Directions for this task: Recast the part that opens with the line containing "of the painted" and closes with the line containing "[(866, 426), (592, 443)]", both included, as a Markdown table with columns headed Row and Line. Number each row and omit any blank lines.

Exercise inputs:
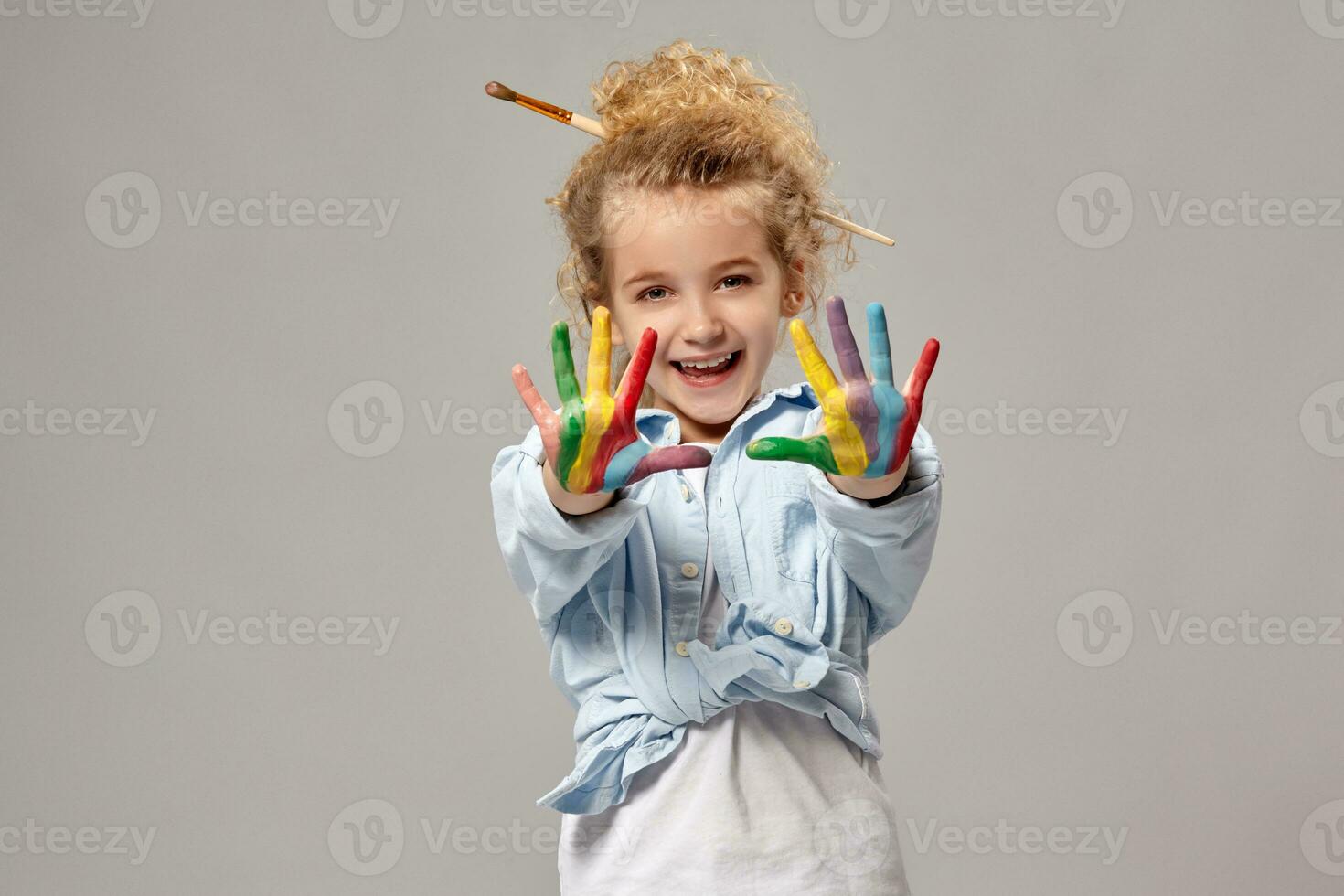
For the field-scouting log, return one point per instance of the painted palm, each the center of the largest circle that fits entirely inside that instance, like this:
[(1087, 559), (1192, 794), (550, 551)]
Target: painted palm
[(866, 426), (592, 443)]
---
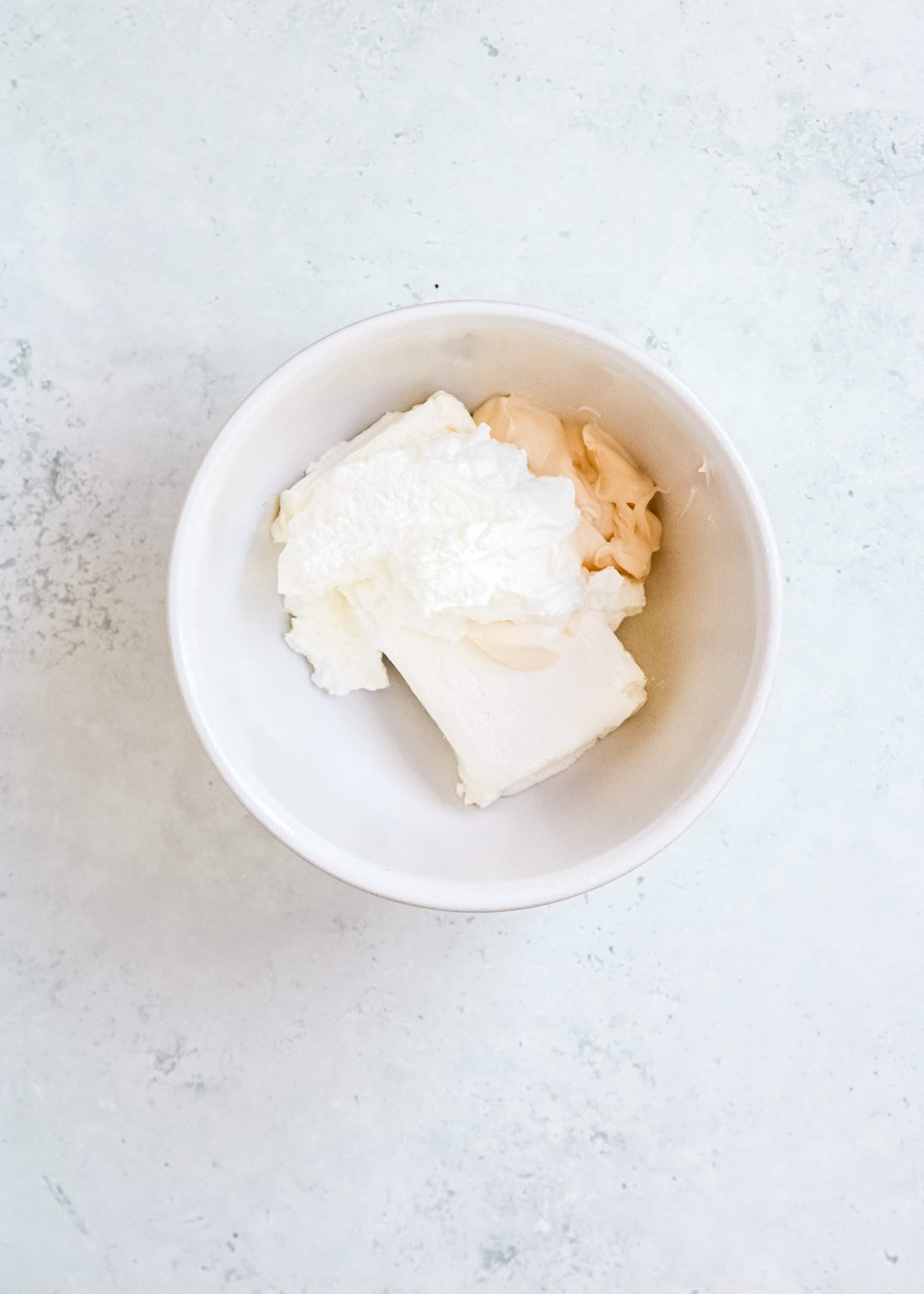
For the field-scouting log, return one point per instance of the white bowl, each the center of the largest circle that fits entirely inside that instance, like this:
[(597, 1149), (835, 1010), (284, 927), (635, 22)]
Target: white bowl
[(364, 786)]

Final result:
| Row | Line |
|---|---|
| 1 | For the field-scouting log, return one point per instance of the painted palm, each the center of the largest circle that fits entirely inside that instance, like this: |
| 2 | [(1087, 559), (1192, 794), (550, 551)] |
| 3 | Target: painted palm |
| 4 | [(866, 426), (592, 443)] |